§ **Task details**
Retype the lines from the one with "Query: <item>utility pole</item>" to the one with "154L127 123L116 73L49", keeping every character the same.

§ **Data entries**
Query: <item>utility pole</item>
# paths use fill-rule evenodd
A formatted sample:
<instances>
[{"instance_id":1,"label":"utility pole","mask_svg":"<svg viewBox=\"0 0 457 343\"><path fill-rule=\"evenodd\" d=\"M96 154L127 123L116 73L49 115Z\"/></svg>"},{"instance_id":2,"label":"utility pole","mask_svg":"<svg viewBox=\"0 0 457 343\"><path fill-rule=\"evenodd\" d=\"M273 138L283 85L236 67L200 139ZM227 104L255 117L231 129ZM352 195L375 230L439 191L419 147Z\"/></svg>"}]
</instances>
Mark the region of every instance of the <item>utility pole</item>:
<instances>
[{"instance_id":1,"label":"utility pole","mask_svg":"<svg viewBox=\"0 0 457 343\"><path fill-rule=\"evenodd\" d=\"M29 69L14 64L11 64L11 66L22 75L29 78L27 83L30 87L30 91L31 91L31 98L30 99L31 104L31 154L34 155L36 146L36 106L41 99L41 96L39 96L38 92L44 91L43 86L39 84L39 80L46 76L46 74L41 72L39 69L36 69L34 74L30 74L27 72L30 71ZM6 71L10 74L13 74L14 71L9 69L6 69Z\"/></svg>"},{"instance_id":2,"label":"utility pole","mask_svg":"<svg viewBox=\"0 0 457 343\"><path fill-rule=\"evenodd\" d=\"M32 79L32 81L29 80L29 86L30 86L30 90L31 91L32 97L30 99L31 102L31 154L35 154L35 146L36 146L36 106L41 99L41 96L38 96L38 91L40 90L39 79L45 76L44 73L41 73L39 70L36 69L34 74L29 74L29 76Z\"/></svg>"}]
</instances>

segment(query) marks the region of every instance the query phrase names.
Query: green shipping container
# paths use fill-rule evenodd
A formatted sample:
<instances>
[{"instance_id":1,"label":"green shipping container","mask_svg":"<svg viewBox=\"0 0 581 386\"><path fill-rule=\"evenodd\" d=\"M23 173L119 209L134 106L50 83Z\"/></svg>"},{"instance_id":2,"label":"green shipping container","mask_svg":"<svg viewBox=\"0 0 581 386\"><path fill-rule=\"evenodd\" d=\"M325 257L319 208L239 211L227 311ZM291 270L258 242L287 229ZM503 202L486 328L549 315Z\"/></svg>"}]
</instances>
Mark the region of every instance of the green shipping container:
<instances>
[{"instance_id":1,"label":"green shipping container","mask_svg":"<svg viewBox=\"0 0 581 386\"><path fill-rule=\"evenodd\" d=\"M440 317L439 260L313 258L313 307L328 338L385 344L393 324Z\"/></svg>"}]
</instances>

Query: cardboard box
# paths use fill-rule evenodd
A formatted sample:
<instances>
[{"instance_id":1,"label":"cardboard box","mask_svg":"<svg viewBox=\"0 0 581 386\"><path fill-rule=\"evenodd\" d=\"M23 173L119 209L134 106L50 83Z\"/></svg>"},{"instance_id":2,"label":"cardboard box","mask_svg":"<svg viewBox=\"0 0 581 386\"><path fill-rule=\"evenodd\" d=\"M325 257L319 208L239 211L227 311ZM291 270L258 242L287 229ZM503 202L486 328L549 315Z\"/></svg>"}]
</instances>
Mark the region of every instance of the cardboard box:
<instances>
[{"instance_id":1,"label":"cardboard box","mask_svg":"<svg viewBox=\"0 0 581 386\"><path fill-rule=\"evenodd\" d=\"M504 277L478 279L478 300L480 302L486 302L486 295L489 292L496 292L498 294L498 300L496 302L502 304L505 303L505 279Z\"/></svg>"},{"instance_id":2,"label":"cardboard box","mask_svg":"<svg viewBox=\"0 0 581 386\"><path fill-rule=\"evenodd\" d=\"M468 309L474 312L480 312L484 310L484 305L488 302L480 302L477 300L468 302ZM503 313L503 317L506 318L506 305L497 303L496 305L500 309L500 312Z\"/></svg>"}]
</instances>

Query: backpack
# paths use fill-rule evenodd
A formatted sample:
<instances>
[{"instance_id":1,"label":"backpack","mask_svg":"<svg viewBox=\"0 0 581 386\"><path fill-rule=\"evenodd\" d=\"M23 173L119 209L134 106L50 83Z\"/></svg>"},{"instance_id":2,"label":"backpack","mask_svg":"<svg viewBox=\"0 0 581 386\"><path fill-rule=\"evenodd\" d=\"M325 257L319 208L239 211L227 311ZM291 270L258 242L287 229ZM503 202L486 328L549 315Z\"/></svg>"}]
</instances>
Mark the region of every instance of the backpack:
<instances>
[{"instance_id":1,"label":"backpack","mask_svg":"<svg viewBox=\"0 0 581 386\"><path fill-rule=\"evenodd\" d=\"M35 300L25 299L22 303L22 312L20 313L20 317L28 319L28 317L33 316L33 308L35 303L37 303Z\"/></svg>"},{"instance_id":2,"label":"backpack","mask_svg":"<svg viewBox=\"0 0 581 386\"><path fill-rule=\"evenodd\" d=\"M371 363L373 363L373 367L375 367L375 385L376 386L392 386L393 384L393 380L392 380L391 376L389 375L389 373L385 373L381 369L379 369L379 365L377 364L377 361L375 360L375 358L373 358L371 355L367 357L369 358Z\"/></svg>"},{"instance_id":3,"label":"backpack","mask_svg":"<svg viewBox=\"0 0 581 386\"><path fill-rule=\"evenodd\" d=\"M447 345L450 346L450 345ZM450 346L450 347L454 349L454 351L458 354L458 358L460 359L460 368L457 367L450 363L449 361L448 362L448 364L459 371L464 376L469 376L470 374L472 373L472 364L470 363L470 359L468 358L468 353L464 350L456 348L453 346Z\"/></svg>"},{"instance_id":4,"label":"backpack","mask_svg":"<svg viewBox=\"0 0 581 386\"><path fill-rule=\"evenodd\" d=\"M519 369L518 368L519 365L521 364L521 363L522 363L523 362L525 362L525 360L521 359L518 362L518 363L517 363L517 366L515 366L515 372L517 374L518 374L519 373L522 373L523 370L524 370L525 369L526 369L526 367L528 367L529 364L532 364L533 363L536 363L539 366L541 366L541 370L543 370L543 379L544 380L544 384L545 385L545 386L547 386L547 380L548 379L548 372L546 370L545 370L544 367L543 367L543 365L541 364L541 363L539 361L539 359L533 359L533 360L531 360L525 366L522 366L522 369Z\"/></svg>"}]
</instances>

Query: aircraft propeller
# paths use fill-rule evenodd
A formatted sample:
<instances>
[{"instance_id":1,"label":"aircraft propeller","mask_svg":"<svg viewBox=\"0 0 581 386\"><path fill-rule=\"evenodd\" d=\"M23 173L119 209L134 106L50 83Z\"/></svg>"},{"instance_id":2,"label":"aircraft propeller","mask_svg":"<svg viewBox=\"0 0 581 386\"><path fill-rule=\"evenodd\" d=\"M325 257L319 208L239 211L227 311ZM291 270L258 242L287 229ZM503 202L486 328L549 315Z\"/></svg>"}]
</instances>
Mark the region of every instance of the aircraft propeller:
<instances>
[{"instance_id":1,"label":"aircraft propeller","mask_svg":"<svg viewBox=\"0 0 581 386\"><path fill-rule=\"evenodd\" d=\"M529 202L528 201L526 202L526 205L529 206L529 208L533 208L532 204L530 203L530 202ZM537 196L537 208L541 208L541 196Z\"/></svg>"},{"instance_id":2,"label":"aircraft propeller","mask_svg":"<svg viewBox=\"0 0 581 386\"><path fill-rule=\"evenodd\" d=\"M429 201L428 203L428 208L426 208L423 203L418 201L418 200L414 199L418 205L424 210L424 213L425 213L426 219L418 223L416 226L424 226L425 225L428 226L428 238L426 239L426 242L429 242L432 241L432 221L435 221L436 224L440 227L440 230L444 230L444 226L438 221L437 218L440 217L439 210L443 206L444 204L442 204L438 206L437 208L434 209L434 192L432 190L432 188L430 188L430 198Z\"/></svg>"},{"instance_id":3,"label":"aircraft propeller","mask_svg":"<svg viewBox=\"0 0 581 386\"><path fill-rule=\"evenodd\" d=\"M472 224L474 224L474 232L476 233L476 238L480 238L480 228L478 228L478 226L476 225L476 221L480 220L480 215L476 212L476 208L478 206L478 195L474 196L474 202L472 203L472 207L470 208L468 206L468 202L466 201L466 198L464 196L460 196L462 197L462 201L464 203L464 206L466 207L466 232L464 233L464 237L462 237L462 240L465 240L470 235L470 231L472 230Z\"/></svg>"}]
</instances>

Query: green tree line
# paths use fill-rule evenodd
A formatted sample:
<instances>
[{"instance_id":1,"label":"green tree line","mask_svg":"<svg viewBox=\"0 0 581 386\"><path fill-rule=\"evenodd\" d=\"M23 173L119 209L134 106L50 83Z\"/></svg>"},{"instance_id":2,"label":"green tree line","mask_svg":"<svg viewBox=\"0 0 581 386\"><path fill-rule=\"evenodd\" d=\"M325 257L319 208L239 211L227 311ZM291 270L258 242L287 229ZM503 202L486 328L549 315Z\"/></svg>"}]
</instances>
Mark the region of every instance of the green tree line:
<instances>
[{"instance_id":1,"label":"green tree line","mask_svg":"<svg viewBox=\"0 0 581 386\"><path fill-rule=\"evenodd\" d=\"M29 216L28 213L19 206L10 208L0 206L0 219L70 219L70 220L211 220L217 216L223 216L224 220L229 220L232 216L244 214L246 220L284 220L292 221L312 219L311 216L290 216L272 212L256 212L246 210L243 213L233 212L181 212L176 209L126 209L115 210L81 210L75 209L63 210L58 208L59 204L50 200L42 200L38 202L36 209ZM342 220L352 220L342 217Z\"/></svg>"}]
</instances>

==

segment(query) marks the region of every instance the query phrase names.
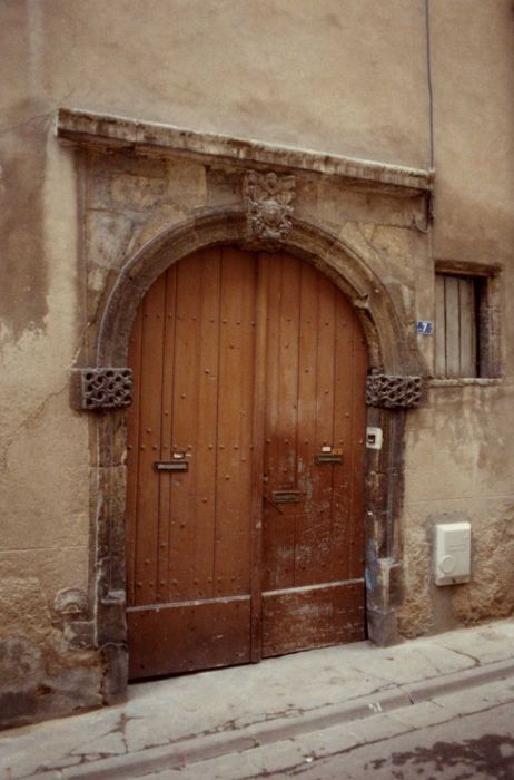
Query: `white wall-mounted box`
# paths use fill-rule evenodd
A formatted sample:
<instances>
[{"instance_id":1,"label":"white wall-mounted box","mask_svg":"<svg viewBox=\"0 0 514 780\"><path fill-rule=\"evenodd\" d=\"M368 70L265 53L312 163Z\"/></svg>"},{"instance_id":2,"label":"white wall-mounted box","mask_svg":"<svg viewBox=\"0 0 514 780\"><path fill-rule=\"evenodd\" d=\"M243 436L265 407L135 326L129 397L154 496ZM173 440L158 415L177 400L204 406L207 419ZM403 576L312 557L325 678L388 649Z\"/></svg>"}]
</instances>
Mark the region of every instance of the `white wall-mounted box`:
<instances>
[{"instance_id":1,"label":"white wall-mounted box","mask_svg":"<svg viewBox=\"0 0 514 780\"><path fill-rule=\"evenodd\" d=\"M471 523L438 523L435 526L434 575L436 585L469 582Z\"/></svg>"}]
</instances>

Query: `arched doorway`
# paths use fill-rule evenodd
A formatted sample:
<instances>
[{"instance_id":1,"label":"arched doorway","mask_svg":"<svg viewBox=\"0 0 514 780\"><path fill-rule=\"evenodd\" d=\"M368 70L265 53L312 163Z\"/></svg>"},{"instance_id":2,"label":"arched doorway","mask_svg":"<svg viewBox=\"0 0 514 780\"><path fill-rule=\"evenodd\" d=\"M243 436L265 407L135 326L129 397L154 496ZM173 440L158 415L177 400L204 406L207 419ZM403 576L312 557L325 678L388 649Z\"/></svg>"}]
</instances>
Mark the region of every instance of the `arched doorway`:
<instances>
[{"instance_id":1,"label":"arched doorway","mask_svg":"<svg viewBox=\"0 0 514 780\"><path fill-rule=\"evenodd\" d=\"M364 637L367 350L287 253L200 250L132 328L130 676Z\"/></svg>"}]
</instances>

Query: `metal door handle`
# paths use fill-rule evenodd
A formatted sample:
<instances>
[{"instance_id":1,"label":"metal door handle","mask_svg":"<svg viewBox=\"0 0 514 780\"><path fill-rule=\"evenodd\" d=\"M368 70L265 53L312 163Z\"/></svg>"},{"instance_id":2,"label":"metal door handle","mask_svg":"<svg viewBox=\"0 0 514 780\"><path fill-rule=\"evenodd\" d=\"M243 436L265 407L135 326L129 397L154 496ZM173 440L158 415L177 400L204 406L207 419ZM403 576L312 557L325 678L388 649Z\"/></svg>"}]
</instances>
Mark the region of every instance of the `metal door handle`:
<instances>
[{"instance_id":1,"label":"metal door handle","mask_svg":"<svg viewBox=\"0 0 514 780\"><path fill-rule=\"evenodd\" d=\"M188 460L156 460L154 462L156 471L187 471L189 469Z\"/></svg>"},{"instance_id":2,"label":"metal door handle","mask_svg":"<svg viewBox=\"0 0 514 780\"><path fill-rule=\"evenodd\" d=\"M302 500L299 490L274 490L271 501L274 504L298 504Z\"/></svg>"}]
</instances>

§ **Answer for the task**
Query: <item>utility pole</item>
# paths use fill-rule evenodd
A formatted sample:
<instances>
[{"instance_id":1,"label":"utility pole","mask_svg":"<svg viewBox=\"0 0 457 343\"><path fill-rule=\"evenodd\" d=\"M96 154L127 123L116 73L49 115Z\"/></svg>"},{"instance_id":2,"label":"utility pole","mask_svg":"<svg viewBox=\"0 0 457 343\"><path fill-rule=\"evenodd\" d=\"M273 138L283 85L236 67L200 139ZM227 104L255 117L231 129ZM352 195L375 230L439 191L419 147Z\"/></svg>"}]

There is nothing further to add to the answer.